Task to complete: Please give each line of the records below as a numbered list, leaving out any blank lines.

Source data:
-*-

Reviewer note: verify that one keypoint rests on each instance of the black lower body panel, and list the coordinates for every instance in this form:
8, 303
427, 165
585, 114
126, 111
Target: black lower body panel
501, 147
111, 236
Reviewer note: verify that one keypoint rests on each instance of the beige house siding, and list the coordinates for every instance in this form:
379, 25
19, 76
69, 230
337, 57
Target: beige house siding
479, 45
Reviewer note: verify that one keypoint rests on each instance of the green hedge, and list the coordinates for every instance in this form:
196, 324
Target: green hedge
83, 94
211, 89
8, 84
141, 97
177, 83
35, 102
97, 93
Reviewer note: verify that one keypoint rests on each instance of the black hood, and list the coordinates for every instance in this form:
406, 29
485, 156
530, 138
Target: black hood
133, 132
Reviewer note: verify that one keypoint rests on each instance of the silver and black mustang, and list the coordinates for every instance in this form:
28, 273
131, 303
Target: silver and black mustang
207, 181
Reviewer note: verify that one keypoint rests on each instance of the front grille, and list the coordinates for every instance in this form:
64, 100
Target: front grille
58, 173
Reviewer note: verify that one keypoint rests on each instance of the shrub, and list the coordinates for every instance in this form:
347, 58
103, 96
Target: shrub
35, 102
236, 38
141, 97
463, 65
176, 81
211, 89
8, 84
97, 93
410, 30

-*-

Exercise response:
1. Reviewer note: verify that one keypoint rests on each instance of the black lower body panel, and list the coordinates for every instance in this form:
2. 8, 303
3. 427, 165
4. 585, 114
5. 126, 111
6. Target: black lower body panel
7. 501, 147
8. 111, 236
9. Reviewer note: verify that one keypoint rests on each instance of the beige house siding, and list the coordinates for every instance in this form:
10. 379, 25
11. 19, 76
12. 69, 230
13. 337, 57
14. Target: beige house siding
15. 479, 45
16. Reviewer note: verify that one keypoint rests on each instance of the green hedge, and list the coordinates for every instance in this form:
17. 196, 324
18. Target: green hedge
19. 83, 94
20. 211, 89
21. 8, 84
22. 141, 97
23. 177, 83
24. 35, 102
25. 97, 93
26. Reviewer note: verify that one keypoint rests on each instance of the black hood, and list the coordinates for every instance in this form:
27. 406, 29
28. 485, 156
29. 530, 138
30. Target: black hood
31. 133, 132
32. Reviewer note: verify that one keypoint rests on each instance of the silver and black mustang, and list the coordinates for every instance in this form:
33. 28, 273
34. 131, 303
35. Target: silver and black mustang
36. 207, 181
37. Reviewer note: verify that one keypoint rests on each instance of the front grille, and list the coordinates for every instance in this form:
38. 64, 100
39. Target: front grille
40. 58, 173
41. Reviewer note: verify that one keypoint rests on each instance of the shrub, and list the coordinates for every instance in this form:
42. 347, 58
43. 103, 96
44. Target: shrub
45. 35, 102
46. 236, 38
47. 141, 97
48. 463, 65
49. 176, 81
50. 211, 89
51. 8, 84
52. 97, 93
53. 410, 30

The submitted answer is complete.